*** Block opens ***

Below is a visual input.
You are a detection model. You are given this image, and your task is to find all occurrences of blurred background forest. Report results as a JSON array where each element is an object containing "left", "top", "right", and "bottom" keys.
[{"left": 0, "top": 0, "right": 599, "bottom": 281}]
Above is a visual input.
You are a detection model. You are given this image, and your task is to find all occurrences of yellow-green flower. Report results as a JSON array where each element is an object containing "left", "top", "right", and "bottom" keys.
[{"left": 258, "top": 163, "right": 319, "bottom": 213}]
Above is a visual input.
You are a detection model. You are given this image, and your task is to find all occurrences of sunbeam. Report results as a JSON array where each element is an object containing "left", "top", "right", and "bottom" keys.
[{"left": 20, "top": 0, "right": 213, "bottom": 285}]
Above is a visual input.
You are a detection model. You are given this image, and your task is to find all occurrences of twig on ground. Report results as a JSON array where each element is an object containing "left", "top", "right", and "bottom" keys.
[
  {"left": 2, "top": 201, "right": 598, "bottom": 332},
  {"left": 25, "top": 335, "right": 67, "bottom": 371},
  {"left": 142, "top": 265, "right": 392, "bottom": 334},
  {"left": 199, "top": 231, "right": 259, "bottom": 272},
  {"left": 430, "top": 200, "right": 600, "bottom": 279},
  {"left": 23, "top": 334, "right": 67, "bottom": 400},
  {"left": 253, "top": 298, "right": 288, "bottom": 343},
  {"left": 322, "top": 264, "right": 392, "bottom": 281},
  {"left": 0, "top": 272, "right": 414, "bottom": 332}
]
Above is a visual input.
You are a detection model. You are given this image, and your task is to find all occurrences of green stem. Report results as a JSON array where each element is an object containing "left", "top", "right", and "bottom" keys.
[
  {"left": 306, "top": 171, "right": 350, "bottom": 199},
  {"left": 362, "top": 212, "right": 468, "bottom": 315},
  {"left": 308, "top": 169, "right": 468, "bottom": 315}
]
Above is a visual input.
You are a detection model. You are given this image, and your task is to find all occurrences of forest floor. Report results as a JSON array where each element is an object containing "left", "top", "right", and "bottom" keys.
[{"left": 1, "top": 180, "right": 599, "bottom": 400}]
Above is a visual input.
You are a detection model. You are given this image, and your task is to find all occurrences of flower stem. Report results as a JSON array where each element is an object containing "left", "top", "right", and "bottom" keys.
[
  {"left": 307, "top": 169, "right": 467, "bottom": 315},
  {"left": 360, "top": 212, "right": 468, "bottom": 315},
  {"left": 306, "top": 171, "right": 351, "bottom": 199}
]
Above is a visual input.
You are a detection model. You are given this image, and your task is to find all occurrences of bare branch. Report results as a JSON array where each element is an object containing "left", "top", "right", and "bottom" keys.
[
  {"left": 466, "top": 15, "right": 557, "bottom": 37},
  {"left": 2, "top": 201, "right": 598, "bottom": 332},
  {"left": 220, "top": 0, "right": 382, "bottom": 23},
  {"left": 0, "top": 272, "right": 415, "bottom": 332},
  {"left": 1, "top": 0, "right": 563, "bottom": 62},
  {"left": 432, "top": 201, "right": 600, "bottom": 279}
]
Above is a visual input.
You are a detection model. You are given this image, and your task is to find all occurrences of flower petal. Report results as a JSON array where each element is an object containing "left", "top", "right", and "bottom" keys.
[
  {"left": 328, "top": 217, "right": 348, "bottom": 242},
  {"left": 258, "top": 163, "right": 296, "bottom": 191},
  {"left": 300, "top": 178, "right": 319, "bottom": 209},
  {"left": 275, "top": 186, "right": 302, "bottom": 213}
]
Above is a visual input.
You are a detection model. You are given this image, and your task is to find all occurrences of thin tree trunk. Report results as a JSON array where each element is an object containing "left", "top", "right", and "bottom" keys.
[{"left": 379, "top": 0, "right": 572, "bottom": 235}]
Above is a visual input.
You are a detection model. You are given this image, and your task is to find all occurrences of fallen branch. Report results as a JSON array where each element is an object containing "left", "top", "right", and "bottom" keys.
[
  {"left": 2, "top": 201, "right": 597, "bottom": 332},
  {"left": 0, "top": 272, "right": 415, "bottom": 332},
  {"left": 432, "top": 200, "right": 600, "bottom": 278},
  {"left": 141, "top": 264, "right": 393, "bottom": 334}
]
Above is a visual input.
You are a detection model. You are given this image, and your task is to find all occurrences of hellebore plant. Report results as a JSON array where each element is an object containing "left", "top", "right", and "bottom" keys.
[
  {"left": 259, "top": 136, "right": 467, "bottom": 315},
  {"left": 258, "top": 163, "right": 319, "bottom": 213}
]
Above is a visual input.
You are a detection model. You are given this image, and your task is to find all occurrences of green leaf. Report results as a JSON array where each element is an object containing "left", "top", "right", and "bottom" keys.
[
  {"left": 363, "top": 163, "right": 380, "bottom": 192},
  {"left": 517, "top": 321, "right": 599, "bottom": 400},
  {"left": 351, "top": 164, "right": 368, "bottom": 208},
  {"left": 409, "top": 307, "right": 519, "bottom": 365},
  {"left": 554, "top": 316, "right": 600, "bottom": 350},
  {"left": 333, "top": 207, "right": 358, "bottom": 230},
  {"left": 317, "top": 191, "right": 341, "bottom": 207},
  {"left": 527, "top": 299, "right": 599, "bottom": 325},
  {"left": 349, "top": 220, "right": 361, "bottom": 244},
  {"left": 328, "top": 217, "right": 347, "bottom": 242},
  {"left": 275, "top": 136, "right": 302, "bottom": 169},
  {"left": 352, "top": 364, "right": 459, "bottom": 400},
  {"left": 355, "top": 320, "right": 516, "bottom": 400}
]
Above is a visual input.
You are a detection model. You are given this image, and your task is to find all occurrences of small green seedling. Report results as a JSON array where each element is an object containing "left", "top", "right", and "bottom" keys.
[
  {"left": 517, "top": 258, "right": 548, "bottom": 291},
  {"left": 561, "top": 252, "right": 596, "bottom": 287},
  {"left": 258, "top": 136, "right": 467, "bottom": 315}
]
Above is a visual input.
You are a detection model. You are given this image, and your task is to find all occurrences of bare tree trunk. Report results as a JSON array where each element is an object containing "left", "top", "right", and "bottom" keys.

*** Block closes ***

Exercise instructions: Write out every line of the material again, exactly as it reads.

Exercise solution:
Below is a visual input.
You are a detection model. You are given this image, and your task is to find all occurrences of blurred background forest. Report results as a JSON array where each element is an object containing "left", "top", "right", and "bottom" keys.
[{"left": 0, "top": 0, "right": 599, "bottom": 281}]
Above is a visual input.
You are a detection model. You are given this image, and your task is to find all occurrences of yellow-green flower. Report results as a JSON array where each element is an object containing "left", "top", "right", and "bottom" keys.
[{"left": 258, "top": 163, "right": 319, "bottom": 213}]
Above is a visual input.
You are a detection model. You are given this image, and your task is to find all occurrences of sunbeam. Report results as a JSON array where each element is an object containing "left", "top", "right", and "bottom" keys.
[{"left": 20, "top": 0, "right": 213, "bottom": 285}]
Above is a visual input.
You are a detection model. You are given this image, and your task is to find all occurrences of twig on ground. Report results as a JSON array where each element is an object containing "left", "top", "right", and "bottom" keys.
[
  {"left": 2, "top": 201, "right": 598, "bottom": 332},
  {"left": 25, "top": 335, "right": 67, "bottom": 371},
  {"left": 142, "top": 265, "right": 392, "bottom": 334},
  {"left": 199, "top": 231, "right": 259, "bottom": 272},
  {"left": 430, "top": 200, "right": 600, "bottom": 279},
  {"left": 23, "top": 334, "right": 67, "bottom": 400},
  {"left": 253, "top": 298, "right": 288, "bottom": 343},
  {"left": 322, "top": 264, "right": 392, "bottom": 281},
  {"left": 0, "top": 272, "right": 414, "bottom": 332}
]
Above is a visual input.
You are a detection model. You are given this image, and your task is to find all occurrences of green stem. Report results as a JSON array where each element is an object containing "left", "top", "right", and "bottom" keys.
[
  {"left": 306, "top": 171, "right": 350, "bottom": 199},
  {"left": 362, "top": 212, "right": 468, "bottom": 315},
  {"left": 308, "top": 169, "right": 468, "bottom": 315}
]
Above is a visual input.
You are a detection model. You are given this image, and your task is to find all occurrences of forest floor. Report results as a JSON array where each element is an object containing "left", "top", "right", and "bottom" keys.
[{"left": 1, "top": 180, "right": 599, "bottom": 400}]
Above is a visual input.
You are a detection model. You are given this image, and your task is to find all occurrences of flower stem. Report results as a JSON array where each element is an object containing "left", "top", "right", and "bottom" keys.
[
  {"left": 307, "top": 169, "right": 467, "bottom": 315},
  {"left": 360, "top": 212, "right": 468, "bottom": 315},
  {"left": 306, "top": 171, "right": 351, "bottom": 199}
]
Above is a visual input.
You are a detection model. You are given this image, and your task is to find all occurrences of bare branch. Report results as a JSON array where each element is an object containing "left", "top", "right", and "bottom" keys.
[
  {"left": 466, "top": 15, "right": 557, "bottom": 37},
  {"left": 2, "top": 201, "right": 598, "bottom": 332},
  {"left": 220, "top": 0, "right": 382, "bottom": 23},
  {"left": 0, "top": 272, "right": 415, "bottom": 332},
  {"left": 1, "top": 0, "right": 563, "bottom": 62},
  {"left": 432, "top": 201, "right": 600, "bottom": 279}
]
Above is a visual input.
You are a detection model. You are given this image, and your task is to find all occurrences of flower petal. Report results as a JSON array where each element is an object containing "left", "top", "right", and "bottom" keys.
[
  {"left": 328, "top": 217, "right": 348, "bottom": 242},
  {"left": 258, "top": 163, "right": 296, "bottom": 191},
  {"left": 300, "top": 178, "right": 319, "bottom": 209},
  {"left": 275, "top": 186, "right": 302, "bottom": 213}
]
Above is a visual input.
You are a detection model. You are given this image, and your task is to find all occurrences of thin tree trunk. Report results as a JSON array where each element is an object containing "left", "top", "right", and "bottom" keys.
[{"left": 379, "top": 0, "right": 572, "bottom": 235}]
Above is a visual input.
You are a detection model. You are given this image, and your task is to find all occurrences of fallen branch. Report results as a JSON array where each element is an object containing "left", "top", "right", and "bottom" keys.
[
  {"left": 2, "top": 201, "right": 597, "bottom": 332},
  {"left": 0, "top": 272, "right": 415, "bottom": 332},
  {"left": 432, "top": 200, "right": 600, "bottom": 278},
  {"left": 141, "top": 264, "right": 393, "bottom": 334}
]
Above is a visual input.
You are a detection model. You are given this image, and your task is to find all occurrences of hellebore plant. Report results as a JSON array where each element is an object containing "left", "top", "right", and "bottom" keys.
[
  {"left": 259, "top": 136, "right": 467, "bottom": 315},
  {"left": 258, "top": 163, "right": 319, "bottom": 213}
]
Above is a visual input.
You are a detection model. You are given this image, and your task is to find all occurrences of green leaf. Report results as a JSON array where each element is an object containing "left", "top", "right", and "bottom" keys.
[
  {"left": 363, "top": 163, "right": 380, "bottom": 192},
  {"left": 517, "top": 321, "right": 599, "bottom": 400},
  {"left": 351, "top": 164, "right": 368, "bottom": 208},
  {"left": 409, "top": 307, "right": 519, "bottom": 365},
  {"left": 554, "top": 316, "right": 600, "bottom": 350},
  {"left": 333, "top": 207, "right": 358, "bottom": 230},
  {"left": 317, "top": 191, "right": 341, "bottom": 207},
  {"left": 527, "top": 299, "right": 599, "bottom": 325},
  {"left": 349, "top": 220, "right": 361, "bottom": 244},
  {"left": 328, "top": 217, "right": 347, "bottom": 242},
  {"left": 275, "top": 136, "right": 302, "bottom": 169},
  {"left": 352, "top": 364, "right": 459, "bottom": 400},
  {"left": 355, "top": 320, "right": 516, "bottom": 400}
]
Above is a visual input.
You are a detection model. You are given this image, and your task is to find all occurrences of small green seedling. Report results as a JSON array where each element is an object containing "left", "top", "right", and "bottom" keys.
[
  {"left": 517, "top": 258, "right": 548, "bottom": 291},
  {"left": 561, "top": 252, "right": 596, "bottom": 287},
  {"left": 258, "top": 136, "right": 467, "bottom": 315}
]
Above is a visual input.
You are a detection model. You are given this image, and your task is to find all occurrences of bare tree trunk. Report results as a JSON array where each element is an object containing "left", "top", "right", and "bottom" keys.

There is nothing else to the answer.